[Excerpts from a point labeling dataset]
──────────────────────────────

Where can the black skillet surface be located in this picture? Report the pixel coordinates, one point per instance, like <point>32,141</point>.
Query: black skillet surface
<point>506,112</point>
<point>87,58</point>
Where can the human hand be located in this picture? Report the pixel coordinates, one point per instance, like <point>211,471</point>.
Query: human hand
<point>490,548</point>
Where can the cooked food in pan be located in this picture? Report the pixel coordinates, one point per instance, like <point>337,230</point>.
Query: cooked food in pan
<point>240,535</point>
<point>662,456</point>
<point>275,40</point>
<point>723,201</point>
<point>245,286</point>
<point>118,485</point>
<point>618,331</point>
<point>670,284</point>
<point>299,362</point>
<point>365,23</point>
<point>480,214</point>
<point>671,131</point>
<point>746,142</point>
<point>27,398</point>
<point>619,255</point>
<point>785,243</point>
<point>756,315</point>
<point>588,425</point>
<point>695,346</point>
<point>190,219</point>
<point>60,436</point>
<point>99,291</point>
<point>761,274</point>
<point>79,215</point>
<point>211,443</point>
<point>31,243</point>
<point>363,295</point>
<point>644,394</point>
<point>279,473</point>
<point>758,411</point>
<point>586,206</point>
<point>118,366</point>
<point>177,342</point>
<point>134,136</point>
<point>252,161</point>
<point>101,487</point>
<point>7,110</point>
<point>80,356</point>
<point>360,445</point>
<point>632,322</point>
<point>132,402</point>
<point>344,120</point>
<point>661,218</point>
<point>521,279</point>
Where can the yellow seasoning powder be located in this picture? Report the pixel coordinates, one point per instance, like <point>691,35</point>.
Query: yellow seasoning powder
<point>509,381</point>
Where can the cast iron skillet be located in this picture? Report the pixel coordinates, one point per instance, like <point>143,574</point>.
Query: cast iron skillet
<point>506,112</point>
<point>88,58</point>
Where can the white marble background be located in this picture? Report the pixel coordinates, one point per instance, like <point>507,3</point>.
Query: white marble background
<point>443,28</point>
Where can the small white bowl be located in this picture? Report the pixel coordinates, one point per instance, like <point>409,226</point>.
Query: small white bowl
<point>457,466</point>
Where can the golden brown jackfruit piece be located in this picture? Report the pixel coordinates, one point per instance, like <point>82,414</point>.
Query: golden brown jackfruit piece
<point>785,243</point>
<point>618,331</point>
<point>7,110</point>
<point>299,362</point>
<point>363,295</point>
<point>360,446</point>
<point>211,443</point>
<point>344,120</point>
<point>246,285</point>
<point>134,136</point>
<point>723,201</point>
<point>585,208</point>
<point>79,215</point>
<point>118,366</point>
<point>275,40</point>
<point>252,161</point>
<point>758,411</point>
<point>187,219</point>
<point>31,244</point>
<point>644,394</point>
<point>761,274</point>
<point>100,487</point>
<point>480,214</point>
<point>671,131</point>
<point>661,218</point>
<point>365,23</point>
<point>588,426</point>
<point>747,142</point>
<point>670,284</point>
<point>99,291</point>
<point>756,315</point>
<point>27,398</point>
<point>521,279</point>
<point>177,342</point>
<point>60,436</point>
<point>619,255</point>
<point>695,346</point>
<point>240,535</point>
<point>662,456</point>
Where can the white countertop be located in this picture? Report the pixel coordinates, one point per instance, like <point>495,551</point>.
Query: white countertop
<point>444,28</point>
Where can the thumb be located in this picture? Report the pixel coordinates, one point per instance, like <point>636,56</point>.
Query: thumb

──────────────────────────────

WRITTEN INSTRUCTION. Please write out the records above again, switching "one point per instance" to "a single point for each instance" everywhere and leaving everything else unchanged.

TASK OUTPUT.
Where can the black skillet surface be located in this picture? Report the pixel coordinates, a single point for each instance, like <point>32,141</point>.
Query: black skillet surface
<point>506,112</point>
<point>87,58</point>
Where can the human hand be located in this picture? Report the pixel coordinates, a single point for each instance, like <point>211,471</point>.
Query: human hand
<point>490,548</point>
Where can the cooked food in pan be located in this picture? Report the pixel coordinates, a single point for each instance, like <point>337,230</point>.
Query: cooked food in pan
<point>240,535</point>
<point>662,456</point>
<point>275,40</point>
<point>723,201</point>
<point>245,286</point>
<point>118,485</point>
<point>618,331</point>
<point>670,284</point>
<point>299,362</point>
<point>365,23</point>
<point>480,214</point>
<point>671,131</point>
<point>746,142</point>
<point>27,398</point>
<point>619,255</point>
<point>785,243</point>
<point>756,315</point>
<point>588,425</point>
<point>695,346</point>
<point>190,219</point>
<point>60,436</point>
<point>99,291</point>
<point>761,274</point>
<point>79,215</point>
<point>211,443</point>
<point>31,243</point>
<point>363,295</point>
<point>644,394</point>
<point>279,473</point>
<point>758,411</point>
<point>586,206</point>
<point>118,366</point>
<point>177,342</point>
<point>134,136</point>
<point>252,161</point>
<point>101,487</point>
<point>7,110</point>
<point>80,356</point>
<point>360,445</point>
<point>632,322</point>
<point>132,402</point>
<point>344,120</point>
<point>661,218</point>
<point>521,279</point>
Where can the yellow seasoning powder be located in this picture? Report the pixel coordinates, a single point for each instance, like <point>691,35</point>.
Query: yellow seasoning powder
<point>509,381</point>
Where can the cast iron skillet be located in this picture? Report the pixel coordinates, a single point for each instance, like <point>143,574</point>.
Query: cast iron skillet
<point>506,112</point>
<point>88,58</point>
Where can the white marble background be located in this picture? Report the pixel coordinates, a single point for each instance, like <point>507,3</point>.
Query: white marble background
<point>443,28</point>
Where can the small white bowl be located in this picture? Report the pixel coordinates, a single point for each instance, like <point>409,226</point>.
Query: small white bowl
<point>457,466</point>
Where can the golden brown jackfruit piece be located in this picture? Report the pixel coordinates, a single point for each instance, like <point>82,414</point>.
Query: golden brown jackfruit piece
<point>785,243</point>
<point>618,331</point>
<point>7,110</point>
<point>299,362</point>
<point>363,295</point>
<point>360,446</point>
<point>211,443</point>
<point>344,120</point>
<point>246,285</point>
<point>134,136</point>
<point>723,201</point>
<point>585,208</point>
<point>79,215</point>
<point>118,366</point>
<point>275,40</point>
<point>252,161</point>
<point>758,411</point>
<point>187,219</point>
<point>31,244</point>
<point>644,394</point>
<point>761,274</point>
<point>100,487</point>
<point>480,214</point>
<point>671,131</point>
<point>661,218</point>
<point>365,23</point>
<point>588,426</point>
<point>747,142</point>
<point>670,284</point>
<point>99,291</point>
<point>756,315</point>
<point>27,398</point>
<point>521,279</point>
<point>177,342</point>
<point>60,436</point>
<point>619,255</point>
<point>695,346</point>
<point>240,535</point>
<point>662,456</point>
Where can the white countertop be located in this picture? Report the pixel coordinates, a single point for each instance, like <point>495,551</point>.
Query: white countertop
<point>444,28</point>
Where can the thumb be located in this picture? Report the pixel coordinates, a single point for each instance, like <point>636,56</point>.
Query: thumb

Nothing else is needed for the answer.